- REQUIRED WORK: Rewrite the stretch of items from the line containing "Please segment the hillside." through the end of the items as a numbered list, leaving out blank lines.

Annotation records:
########

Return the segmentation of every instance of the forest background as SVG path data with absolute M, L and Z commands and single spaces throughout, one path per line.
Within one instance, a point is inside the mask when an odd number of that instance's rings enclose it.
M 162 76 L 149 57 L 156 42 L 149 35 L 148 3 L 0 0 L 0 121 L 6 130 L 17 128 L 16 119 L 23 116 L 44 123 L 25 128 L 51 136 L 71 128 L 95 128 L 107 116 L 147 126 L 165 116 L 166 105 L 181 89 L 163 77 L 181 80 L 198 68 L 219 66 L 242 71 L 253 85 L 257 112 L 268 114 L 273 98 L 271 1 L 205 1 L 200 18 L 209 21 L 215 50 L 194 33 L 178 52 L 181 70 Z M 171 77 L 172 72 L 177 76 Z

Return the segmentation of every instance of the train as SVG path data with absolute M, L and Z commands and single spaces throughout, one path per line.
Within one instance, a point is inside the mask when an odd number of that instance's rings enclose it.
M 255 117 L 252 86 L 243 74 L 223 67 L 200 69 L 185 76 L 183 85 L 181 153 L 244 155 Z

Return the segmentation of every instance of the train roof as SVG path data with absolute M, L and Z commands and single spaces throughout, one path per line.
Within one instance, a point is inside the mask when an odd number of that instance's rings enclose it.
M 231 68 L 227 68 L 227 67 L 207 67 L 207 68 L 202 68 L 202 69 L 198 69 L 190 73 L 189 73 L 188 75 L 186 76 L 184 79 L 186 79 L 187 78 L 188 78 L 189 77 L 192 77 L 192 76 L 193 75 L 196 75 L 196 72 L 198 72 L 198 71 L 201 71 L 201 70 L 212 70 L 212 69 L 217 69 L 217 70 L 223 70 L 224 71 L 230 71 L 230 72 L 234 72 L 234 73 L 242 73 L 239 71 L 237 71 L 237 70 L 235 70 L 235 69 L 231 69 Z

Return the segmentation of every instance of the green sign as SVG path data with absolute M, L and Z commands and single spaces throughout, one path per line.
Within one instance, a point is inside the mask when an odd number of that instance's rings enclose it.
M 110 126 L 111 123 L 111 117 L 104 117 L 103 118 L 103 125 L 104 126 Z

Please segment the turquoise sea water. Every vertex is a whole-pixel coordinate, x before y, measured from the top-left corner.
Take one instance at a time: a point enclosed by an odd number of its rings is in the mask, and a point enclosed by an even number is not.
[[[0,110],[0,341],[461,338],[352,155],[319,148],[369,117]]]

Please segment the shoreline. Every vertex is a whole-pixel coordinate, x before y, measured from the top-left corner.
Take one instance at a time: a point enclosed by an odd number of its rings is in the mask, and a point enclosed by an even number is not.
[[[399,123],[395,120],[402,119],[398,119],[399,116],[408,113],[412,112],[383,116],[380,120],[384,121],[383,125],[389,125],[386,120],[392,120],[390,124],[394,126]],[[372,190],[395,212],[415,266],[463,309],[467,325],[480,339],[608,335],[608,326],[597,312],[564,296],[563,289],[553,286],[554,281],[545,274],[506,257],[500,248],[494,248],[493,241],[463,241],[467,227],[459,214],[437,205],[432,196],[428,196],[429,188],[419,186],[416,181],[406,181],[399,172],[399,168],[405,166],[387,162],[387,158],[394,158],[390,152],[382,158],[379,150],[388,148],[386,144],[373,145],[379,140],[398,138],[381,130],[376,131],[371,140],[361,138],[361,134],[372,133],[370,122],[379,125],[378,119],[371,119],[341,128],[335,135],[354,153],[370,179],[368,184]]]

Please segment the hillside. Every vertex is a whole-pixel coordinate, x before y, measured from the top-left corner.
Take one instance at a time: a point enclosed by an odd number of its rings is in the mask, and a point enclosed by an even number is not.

########

- EXERCISE RESULT:
1. Please segment the hillside. Every vertex is a whole-pixel coordinate, x before y, measured from the top-left corner.
2. Take one instance at a time: a point enclosed by an odd number of its rings is in the mask, and a point enclosed by an even number is not.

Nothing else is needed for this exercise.